• **Requirements**:
Repeat each line exactly as it is written.

BEGIN Items

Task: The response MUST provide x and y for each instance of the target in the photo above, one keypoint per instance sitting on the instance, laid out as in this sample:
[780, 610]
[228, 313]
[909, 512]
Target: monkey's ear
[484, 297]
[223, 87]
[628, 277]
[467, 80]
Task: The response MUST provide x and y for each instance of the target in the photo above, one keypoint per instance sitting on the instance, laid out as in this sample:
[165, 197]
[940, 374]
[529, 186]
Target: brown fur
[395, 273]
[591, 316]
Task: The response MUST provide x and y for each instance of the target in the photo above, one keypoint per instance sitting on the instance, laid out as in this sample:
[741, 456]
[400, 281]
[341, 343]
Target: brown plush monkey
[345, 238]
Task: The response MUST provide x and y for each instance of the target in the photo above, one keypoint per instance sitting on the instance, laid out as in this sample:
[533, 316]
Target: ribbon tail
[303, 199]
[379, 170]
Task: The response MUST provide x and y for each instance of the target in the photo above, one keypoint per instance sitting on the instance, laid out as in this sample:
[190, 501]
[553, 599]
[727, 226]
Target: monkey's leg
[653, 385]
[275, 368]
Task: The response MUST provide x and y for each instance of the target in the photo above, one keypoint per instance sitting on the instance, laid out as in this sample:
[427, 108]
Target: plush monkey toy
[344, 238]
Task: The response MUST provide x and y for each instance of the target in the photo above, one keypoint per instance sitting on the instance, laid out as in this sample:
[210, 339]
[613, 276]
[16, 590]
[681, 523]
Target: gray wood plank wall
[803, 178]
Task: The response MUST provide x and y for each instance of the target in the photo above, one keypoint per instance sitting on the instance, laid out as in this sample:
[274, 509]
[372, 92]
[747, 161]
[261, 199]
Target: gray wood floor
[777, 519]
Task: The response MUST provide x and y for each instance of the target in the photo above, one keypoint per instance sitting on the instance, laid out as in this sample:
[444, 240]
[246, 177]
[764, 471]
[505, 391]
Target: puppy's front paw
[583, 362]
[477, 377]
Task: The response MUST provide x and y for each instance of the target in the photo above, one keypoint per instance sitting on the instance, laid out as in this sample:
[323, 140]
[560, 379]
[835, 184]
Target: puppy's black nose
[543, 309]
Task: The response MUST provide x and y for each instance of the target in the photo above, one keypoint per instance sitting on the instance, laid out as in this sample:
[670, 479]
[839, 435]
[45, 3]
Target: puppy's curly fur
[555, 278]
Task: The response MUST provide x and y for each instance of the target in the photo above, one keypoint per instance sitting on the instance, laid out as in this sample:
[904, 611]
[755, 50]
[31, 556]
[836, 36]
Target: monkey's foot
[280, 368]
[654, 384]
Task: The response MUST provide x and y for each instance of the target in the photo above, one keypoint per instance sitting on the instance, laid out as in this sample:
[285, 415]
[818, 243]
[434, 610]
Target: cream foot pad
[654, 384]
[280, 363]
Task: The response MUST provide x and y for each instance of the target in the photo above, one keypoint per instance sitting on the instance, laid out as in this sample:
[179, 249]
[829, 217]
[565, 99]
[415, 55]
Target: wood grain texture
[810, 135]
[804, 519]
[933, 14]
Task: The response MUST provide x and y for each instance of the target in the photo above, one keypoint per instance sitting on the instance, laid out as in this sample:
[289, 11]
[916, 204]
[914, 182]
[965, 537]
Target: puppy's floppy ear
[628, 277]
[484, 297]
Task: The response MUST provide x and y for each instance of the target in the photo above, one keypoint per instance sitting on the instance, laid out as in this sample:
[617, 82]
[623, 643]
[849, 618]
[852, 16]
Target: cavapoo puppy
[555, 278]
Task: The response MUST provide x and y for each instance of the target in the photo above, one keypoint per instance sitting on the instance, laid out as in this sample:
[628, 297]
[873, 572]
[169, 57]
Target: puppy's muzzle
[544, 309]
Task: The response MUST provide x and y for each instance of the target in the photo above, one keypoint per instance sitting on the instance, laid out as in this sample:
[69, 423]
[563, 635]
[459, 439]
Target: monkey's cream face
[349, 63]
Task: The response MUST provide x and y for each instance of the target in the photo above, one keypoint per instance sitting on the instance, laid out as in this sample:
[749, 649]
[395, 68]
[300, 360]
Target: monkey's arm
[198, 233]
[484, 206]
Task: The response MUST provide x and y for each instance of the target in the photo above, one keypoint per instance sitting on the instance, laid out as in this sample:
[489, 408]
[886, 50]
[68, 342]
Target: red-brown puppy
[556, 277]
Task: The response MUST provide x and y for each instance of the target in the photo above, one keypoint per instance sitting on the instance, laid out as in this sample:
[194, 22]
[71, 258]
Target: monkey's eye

END Items

• **Task result**:
Task: The response MUST provide x and y for each instance of the target in the photo above, one keypoint per instance sitting on the instance, laid out as in this sample:
[780, 610]
[228, 313]
[909, 512]
Target: monkey's ear
[484, 297]
[223, 87]
[628, 277]
[467, 80]
Task: The response MUST provide x and y for each instance of the target in the photo above, one keypoint per instance sitting on the instance, laid out as in this sample:
[165, 197]
[940, 374]
[529, 186]
Target: brown fur
[395, 273]
[591, 316]
Task: The response MUST provide x and y for each instance of the target in the photo above, one keypoint per instance sitting on the instance, laid out as in this sample:
[741, 456]
[400, 281]
[341, 343]
Target: brown plush monkey
[345, 238]
Task: The response MUST provide x and y for each instance of the target in the photo above, one keypoint per instance sitting on the instance, laid out as in this sample:
[533, 316]
Target: ribbon tail
[303, 199]
[379, 170]
Task: The response MUST provide x and y for each instance of the target in the photo above, one keypoint per instance sitting on the instance, laid out as in this sample:
[190, 501]
[553, 599]
[727, 226]
Target: monkey's leg
[653, 385]
[275, 368]
Task: The response MUST provide x and y for each instance of the target in the photo above, one keypoint per instance sitting on the instance, laid out as in this sample:
[427, 108]
Target: plush monkey toy
[344, 238]
Task: The response MUST provide x and y for each instance of the target in the photo above, one keypoint per instance sitting on the instance, laid out as in this sample:
[210, 339]
[613, 276]
[16, 590]
[681, 523]
Target: gray wood plank wall
[803, 178]
Task: The response MUST provide x and y for each instance of the target in the photo above, one keypoint per instance sitting on the instance, laid out as in this sample:
[274, 509]
[372, 92]
[747, 161]
[261, 199]
Target: gray wood floor
[777, 519]
Task: The response MUST provide x and y for each instance of the target in the photo above, one keypoint per instance sitting on the instance, laid out as in this sample:
[444, 240]
[246, 177]
[764, 471]
[505, 391]
Target: puppy's front paw
[583, 362]
[477, 377]
Task: The response MUST provide x and y for each instance of the target in the photo above, one keypoint per instance sitting on the instance, laid out as in this sample:
[323, 140]
[560, 379]
[835, 184]
Target: puppy's black nose
[543, 309]
Task: The response MUST provide x and y for each instance of the target in the photo above, one keypoint per instance sitting on the instance, laid out as in this sample:
[670, 479]
[839, 435]
[45, 3]
Target: puppy's curly fur
[555, 278]
Task: The response MUST provide x and y for each instance of the target in the photo above, one keypoint per instance sitting on the instance, laid out as in this sample:
[904, 611]
[755, 50]
[31, 556]
[836, 36]
Target: monkey's foot
[280, 368]
[654, 384]
Task: The response MUST provide x and y for each instance of the target in the photo above, one keypoint per instance sitting on the instance, laid out as in this sample:
[285, 415]
[818, 243]
[434, 610]
Target: cream foot pad
[654, 384]
[280, 363]
Task: The response MUST provide x and y for each instance of the target in the photo above, one keypoint per instance sitting on the instance, laid out as in this sample:
[179, 249]
[829, 217]
[565, 99]
[415, 55]
Target: wood grain texture
[810, 135]
[804, 519]
[933, 14]
Task: The response MUST provide x and y for each instance of the target in the photo above, one keypoint per instance sitting on the instance, laid out as in this sample:
[289, 11]
[916, 204]
[914, 182]
[965, 537]
Target: puppy's floppy ear
[628, 277]
[484, 297]
Task: The response MUST provide x and y for each instance of the target in the photo above, one keypoint per instance sitting on the instance, laid out as in this sample:
[617, 82]
[623, 643]
[849, 618]
[852, 16]
Target: cavapoo puppy
[555, 278]
Task: The response MUST provide x and y for each instance of the target in the photo above, one keypoint per instance sitting on the instance, laid out as in this sample:
[628, 297]
[873, 572]
[169, 57]
Target: puppy's muzzle
[544, 309]
Task: The response MUST provide x and y for each instance of the target in the photo above, one keypoint per instance sitting on the instance, laid out as in this sample:
[69, 423]
[563, 635]
[459, 439]
Target: monkey's cream face
[349, 63]
Task: The response MUST provide x and y for each instance of the target in the photo above, one keypoint per instance sitting on the instance, laid out as in this sample:
[749, 649]
[395, 68]
[300, 360]
Target: monkey's arm
[198, 233]
[484, 206]
Task: The response MUST provide x and y for each instance of the target in the photo above, one keypoint per instance sitting on the instance, laid out as in this sample:
[489, 408]
[886, 50]
[68, 342]
Target: red-brown puppy
[556, 277]
Task: The response MUST provide x and y for each instance of the target in the photo above, one keypoint per instance sitting on the instance, laid out as in this sample:
[194, 22]
[71, 258]
Target: monkey's eye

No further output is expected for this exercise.